### What the task requires
Your task is to extract every line from the material below exactly.

### Data to process

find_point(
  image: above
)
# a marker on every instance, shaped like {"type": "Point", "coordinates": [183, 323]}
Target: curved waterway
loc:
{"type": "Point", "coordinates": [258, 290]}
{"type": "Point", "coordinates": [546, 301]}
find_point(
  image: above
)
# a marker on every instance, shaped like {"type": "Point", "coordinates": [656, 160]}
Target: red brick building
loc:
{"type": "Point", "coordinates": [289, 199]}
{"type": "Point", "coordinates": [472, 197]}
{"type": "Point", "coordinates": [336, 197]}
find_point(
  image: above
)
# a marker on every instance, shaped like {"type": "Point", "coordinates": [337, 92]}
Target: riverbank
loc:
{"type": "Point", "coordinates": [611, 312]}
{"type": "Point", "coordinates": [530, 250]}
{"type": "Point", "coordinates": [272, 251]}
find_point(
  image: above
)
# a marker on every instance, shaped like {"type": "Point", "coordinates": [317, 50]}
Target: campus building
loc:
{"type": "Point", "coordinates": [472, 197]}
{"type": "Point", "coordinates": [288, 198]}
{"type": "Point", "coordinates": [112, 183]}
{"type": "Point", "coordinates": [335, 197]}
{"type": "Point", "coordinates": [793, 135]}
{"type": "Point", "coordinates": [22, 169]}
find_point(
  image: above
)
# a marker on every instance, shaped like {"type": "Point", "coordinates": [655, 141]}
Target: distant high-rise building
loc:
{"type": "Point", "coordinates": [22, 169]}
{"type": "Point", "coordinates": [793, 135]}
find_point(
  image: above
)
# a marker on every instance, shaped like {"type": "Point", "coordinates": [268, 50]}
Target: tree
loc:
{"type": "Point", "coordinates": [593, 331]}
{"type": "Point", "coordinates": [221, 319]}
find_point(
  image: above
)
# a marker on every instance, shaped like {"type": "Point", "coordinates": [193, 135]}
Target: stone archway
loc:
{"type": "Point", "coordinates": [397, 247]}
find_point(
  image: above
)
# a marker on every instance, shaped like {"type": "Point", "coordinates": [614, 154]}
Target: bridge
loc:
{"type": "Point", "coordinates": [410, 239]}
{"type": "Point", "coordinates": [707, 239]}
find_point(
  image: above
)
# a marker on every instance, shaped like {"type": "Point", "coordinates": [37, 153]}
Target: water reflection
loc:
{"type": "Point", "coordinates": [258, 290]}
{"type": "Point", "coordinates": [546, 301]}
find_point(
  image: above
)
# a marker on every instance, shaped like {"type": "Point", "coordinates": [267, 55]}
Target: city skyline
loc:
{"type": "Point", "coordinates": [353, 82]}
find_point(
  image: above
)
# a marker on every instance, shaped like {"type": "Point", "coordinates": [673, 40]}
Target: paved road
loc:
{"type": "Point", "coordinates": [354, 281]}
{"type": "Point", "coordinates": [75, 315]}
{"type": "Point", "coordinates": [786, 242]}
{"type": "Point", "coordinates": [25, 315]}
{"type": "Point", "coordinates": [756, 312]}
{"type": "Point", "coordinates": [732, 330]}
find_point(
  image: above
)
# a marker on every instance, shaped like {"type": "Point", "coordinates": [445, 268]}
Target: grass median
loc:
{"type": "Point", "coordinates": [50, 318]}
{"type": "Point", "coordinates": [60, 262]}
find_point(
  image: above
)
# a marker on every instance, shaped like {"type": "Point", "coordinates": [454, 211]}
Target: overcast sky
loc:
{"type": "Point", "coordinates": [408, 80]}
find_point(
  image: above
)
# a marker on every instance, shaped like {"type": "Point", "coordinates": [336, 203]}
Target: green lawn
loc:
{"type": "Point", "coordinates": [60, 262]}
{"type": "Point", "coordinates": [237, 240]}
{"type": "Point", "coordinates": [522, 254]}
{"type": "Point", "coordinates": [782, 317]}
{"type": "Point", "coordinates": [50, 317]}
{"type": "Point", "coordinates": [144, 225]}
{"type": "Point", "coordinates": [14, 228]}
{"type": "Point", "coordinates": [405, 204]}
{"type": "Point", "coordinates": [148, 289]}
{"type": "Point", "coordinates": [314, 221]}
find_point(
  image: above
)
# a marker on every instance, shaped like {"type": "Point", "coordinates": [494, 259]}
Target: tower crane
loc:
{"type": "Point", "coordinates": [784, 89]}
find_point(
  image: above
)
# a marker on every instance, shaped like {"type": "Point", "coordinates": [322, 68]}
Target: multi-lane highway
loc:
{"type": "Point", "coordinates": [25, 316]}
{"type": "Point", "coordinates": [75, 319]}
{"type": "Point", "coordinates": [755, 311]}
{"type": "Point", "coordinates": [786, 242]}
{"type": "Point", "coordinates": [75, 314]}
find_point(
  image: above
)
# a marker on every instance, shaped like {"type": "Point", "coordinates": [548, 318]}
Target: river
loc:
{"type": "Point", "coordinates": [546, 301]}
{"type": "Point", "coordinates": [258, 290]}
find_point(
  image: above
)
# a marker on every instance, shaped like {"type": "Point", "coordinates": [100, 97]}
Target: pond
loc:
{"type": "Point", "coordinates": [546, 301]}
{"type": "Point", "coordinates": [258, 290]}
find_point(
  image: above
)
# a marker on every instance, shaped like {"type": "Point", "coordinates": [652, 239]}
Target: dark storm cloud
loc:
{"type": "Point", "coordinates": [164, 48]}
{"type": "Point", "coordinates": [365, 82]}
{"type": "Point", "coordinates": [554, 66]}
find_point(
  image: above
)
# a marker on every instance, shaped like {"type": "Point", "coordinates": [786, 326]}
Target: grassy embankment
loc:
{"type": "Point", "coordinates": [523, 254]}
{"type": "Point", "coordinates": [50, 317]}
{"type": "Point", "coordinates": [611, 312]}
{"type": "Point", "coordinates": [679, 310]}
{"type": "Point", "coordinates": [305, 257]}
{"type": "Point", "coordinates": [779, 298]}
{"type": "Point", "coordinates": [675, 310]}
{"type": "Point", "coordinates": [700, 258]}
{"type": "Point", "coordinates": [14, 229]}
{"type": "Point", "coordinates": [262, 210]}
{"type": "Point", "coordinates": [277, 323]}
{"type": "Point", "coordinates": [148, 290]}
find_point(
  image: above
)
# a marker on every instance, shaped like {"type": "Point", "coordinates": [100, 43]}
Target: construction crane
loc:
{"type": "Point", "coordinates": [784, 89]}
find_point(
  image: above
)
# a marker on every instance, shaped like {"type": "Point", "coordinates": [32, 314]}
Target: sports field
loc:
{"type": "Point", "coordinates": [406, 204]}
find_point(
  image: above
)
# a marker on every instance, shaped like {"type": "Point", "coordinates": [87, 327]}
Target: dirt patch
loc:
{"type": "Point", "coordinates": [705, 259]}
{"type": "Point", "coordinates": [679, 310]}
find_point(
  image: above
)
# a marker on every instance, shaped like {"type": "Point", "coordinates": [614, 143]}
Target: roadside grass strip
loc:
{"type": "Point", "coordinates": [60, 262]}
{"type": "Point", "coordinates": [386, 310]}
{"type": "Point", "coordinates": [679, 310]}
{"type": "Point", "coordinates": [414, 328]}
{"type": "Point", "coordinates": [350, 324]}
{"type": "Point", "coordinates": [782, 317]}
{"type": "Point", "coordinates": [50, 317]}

### Solution for this problem
find_point(
  image: above
)
# a marker on every instance, shaped like {"type": "Point", "coordinates": [183, 323]}
Target: curved waterway
loc:
{"type": "Point", "coordinates": [258, 290]}
{"type": "Point", "coordinates": [546, 301]}
find_point(
  image: above
)
# a marker on every instance, shaped like {"type": "Point", "coordinates": [656, 160]}
Target: red brick building
loc:
{"type": "Point", "coordinates": [289, 199]}
{"type": "Point", "coordinates": [472, 197]}
{"type": "Point", "coordinates": [336, 197]}
find_point(
  image: above
)
# a marker on every instance, shaped like {"type": "Point", "coordinates": [337, 92]}
Target: riverbank
loc:
{"type": "Point", "coordinates": [611, 312]}
{"type": "Point", "coordinates": [530, 250]}
{"type": "Point", "coordinates": [272, 251]}
find_point(
  image: above
)
# a marker on every instance, shaped like {"type": "Point", "coordinates": [317, 50]}
Target: campus building
loc:
{"type": "Point", "coordinates": [472, 197]}
{"type": "Point", "coordinates": [288, 198]}
{"type": "Point", "coordinates": [112, 183]}
{"type": "Point", "coordinates": [335, 197]}
{"type": "Point", "coordinates": [793, 135]}
{"type": "Point", "coordinates": [22, 169]}
find_point(
  image: above
)
# a marker on every instance, shaped like {"type": "Point", "coordinates": [655, 141]}
Target: distant high-rise building
loc:
{"type": "Point", "coordinates": [22, 169]}
{"type": "Point", "coordinates": [793, 135]}
find_point(
  image: above
)
# a marker on every instance, shaped like {"type": "Point", "coordinates": [268, 50]}
Target: tree
loc:
{"type": "Point", "coordinates": [593, 331]}
{"type": "Point", "coordinates": [221, 319]}
find_point(
  image: above
)
# a marker on every instance, shaped like {"type": "Point", "coordinates": [193, 135]}
Target: stone archway
loc:
{"type": "Point", "coordinates": [397, 247]}
find_point(
  image: above
)
# a marker on every instance, shaped like {"type": "Point", "coordinates": [614, 154]}
Target: bridge
loc:
{"type": "Point", "coordinates": [410, 239]}
{"type": "Point", "coordinates": [707, 239]}
find_point(
  image: above
)
# a marker on every instance, shaped like {"type": "Point", "coordinates": [37, 153]}
Target: water reflection
loc:
{"type": "Point", "coordinates": [258, 290]}
{"type": "Point", "coordinates": [546, 301]}
find_point(
  image: above
)
# a marker on every instance, shaped like {"type": "Point", "coordinates": [267, 55]}
Target: city skyline
loc:
{"type": "Point", "coordinates": [353, 82]}
find_point(
  image: above
)
# a marker on every instance, shaped like {"type": "Point", "coordinates": [673, 40]}
Target: paved road
loc:
{"type": "Point", "coordinates": [354, 281]}
{"type": "Point", "coordinates": [75, 315]}
{"type": "Point", "coordinates": [786, 242]}
{"type": "Point", "coordinates": [25, 315]}
{"type": "Point", "coordinates": [756, 312]}
{"type": "Point", "coordinates": [732, 330]}
find_point(
  image: above
)
# a marker on every instance, shaped like {"type": "Point", "coordinates": [445, 268]}
Target: grass median
loc:
{"type": "Point", "coordinates": [50, 318]}
{"type": "Point", "coordinates": [60, 262]}
find_point(
  image: above
)
# a marker on every instance, shaped like {"type": "Point", "coordinates": [454, 211]}
Target: overcast sky
loc:
{"type": "Point", "coordinates": [408, 80]}
find_point(
  image: above
)
# a marker on every instance, shaped like {"type": "Point", "coordinates": [336, 203]}
Target: green lawn
loc:
{"type": "Point", "coordinates": [60, 262]}
{"type": "Point", "coordinates": [237, 240]}
{"type": "Point", "coordinates": [522, 254]}
{"type": "Point", "coordinates": [782, 317]}
{"type": "Point", "coordinates": [50, 317]}
{"type": "Point", "coordinates": [144, 225]}
{"type": "Point", "coordinates": [14, 228]}
{"type": "Point", "coordinates": [405, 204]}
{"type": "Point", "coordinates": [148, 289]}
{"type": "Point", "coordinates": [314, 221]}
find_point(
  image: above
)
# a marker on every instance, shaped like {"type": "Point", "coordinates": [494, 259]}
Target: tower crane
loc:
{"type": "Point", "coordinates": [784, 89]}
find_point(
  image: above
)
# a marker on every instance, shaped like {"type": "Point", "coordinates": [322, 68]}
Target: multi-lane highway
loc:
{"type": "Point", "coordinates": [25, 316]}
{"type": "Point", "coordinates": [75, 319]}
{"type": "Point", "coordinates": [755, 311]}
{"type": "Point", "coordinates": [786, 242]}
{"type": "Point", "coordinates": [75, 314]}
find_point(
  image: above
)
# a marker on every instance, shaped like {"type": "Point", "coordinates": [548, 318]}
Target: river
loc:
{"type": "Point", "coordinates": [546, 301]}
{"type": "Point", "coordinates": [258, 290]}
find_point(
  image: above
)
# a marker on every instance, shaped like {"type": "Point", "coordinates": [100, 97]}
Target: pond
loc:
{"type": "Point", "coordinates": [546, 301]}
{"type": "Point", "coordinates": [258, 290]}
find_point(
  image: above
)
# a marker on every instance, shaped like {"type": "Point", "coordinates": [652, 239]}
Target: dark storm cloud
loc:
{"type": "Point", "coordinates": [164, 48]}
{"type": "Point", "coordinates": [365, 82]}
{"type": "Point", "coordinates": [554, 66]}
find_point(
  image: above
)
# a marker on every instance, shaped like {"type": "Point", "coordinates": [786, 326]}
Target: grassy embankment
loc:
{"type": "Point", "coordinates": [523, 254]}
{"type": "Point", "coordinates": [50, 317]}
{"type": "Point", "coordinates": [611, 312]}
{"type": "Point", "coordinates": [679, 310]}
{"type": "Point", "coordinates": [305, 257]}
{"type": "Point", "coordinates": [779, 298]}
{"type": "Point", "coordinates": [675, 310]}
{"type": "Point", "coordinates": [700, 258]}
{"type": "Point", "coordinates": [14, 229]}
{"type": "Point", "coordinates": [262, 210]}
{"type": "Point", "coordinates": [277, 323]}
{"type": "Point", "coordinates": [148, 290]}
find_point(
  image: above
)
# a marker on every instance, shaped like {"type": "Point", "coordinates": [100, 43]}
Target: construction crane
loc:
{"type": "Point", "coordinates": [784, 89]}
find_point(
  image: above
)
# a marker on every instance, shaped like {"type": "Point", "coordinates": [32, 314]}
Target: sports field
loc:
{"type": "Point", "coordinates": [406, 204]}
find_point(
  image: above
)
# a marker on every instance, shaped like {"type": "Point", "coordinates": [87, 327]}
Target: dirt patch
loc:
{"type": "Point", "coordinates": [705, 259]}
{"type": "Point", "coordinates": [679, 310]}
find_point(
  image: above
)
# a marker on every instance, shaped like {"type": "Point", "coordinates": [614, 143]}
Target: roadside grass strip
loc:
{"type": "Point", "coordinates": [60, 262]}
{"type": "Point", "coordinates": [386, 310]}
{"type": "Point", "coordinates": [679, 310]}
{"type": "Point", "coordinates": [414, 328]}
{"type": "Point", "coordinates": [350, 324]}
{"type": "Point", "coordinates": [782, 317]}
{"type": "Point", "coordinates": [50, 317]}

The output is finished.